--- TEXT SHOWN ---
········

The evolution of the Sinhala cinema can at one level be traced from Rukmani Devi to Pooja Umashankar in terms of the shift in gender relations the industry has brought about. No longer is the female denied agency, in other words. She possesses enough and more of it to think, act, and if necessary rebel on her own.
To be sure, there’s little that distinguishes the intensely patriarchal world inhabited by Rukmani from the subtly patriarchal world inhabited by Pooja, but the point of this article (the subject of which is the star of my column this week) is that the female figure was seen in terms of the image that the individual actor (or actress) projected. She could be weak, she could be strong. She could be bewitching, she could be innocent. Either way, she sustained a particular image, which defined her career.
Such a self-evident and self-explanatory point about our acting industry, however, becomes difficult to sustain when considering those other actors who resist easy categorisation. Where does one place the early Swarna Mallawarachchi (from Hanthane Kathawa, Thunman Handiya, and Matharaachchi) and where does one place the early Veena Jayakody (from Sarungale, Keli Madala, and Dorakada Marawa), devoid as all these roles are of the empathy both gained in their later roles? A question not many would want to answer, which is why this week’s star, Sriyani Amarasena, compels my interest.
Unlike the early Swarna and Veena and the later Irangani Serasinghe, there’s little (if at all) which distinguishes the first few phases of Sriyani’s career from her subsequent ones. I can’t come up with a proper description of the characters that she played, but I believe Lester James Peries came closest to it: most of her characters reflect her doll-like, fragile, empathetic figure and voice. This is not an assessment as such of Sriyani’s career or life, rather a cursory sketch of what she represented and how she figured in an era where the female in our cinema gained more representation and agency.
She was born Sriyani Weerakoon Kumarihamy in Meethotamulla to a fairly middle-class family. In her own words (I talked with her two years ago) she had a very secure and privileged childhood, largely protected by the income her father received from his job at the Colombo Municipal Council. Added to this was the fact that she was an only child, which meant that her education was received in comparatively good schools: firstly at Meethotamulla Vidyalaya, then at Museaus College and later at Gothami Balika Vidyalaya, the latter two in Colombo. She completed her studies until her SSC, during which time she also indulged in singing, acting, dancing, and drawing.

········

--- PROVIDED MATERIAL ---
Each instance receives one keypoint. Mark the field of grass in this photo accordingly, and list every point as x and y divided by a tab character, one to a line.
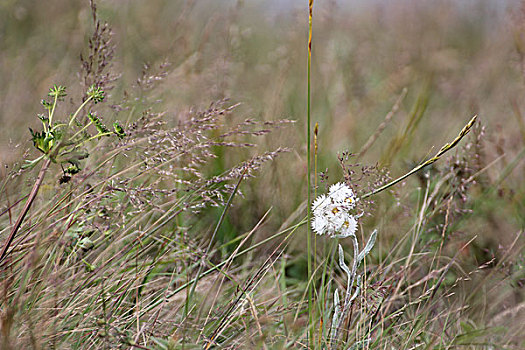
160	200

········

--- BRIEF ---
According to the article on Sriyani Amarasena, where did her father work? The material above is separate from the article on Sriyani Amarasena.

--- COMPLETE RESPONSE ---
At the Colombo Municipal Council.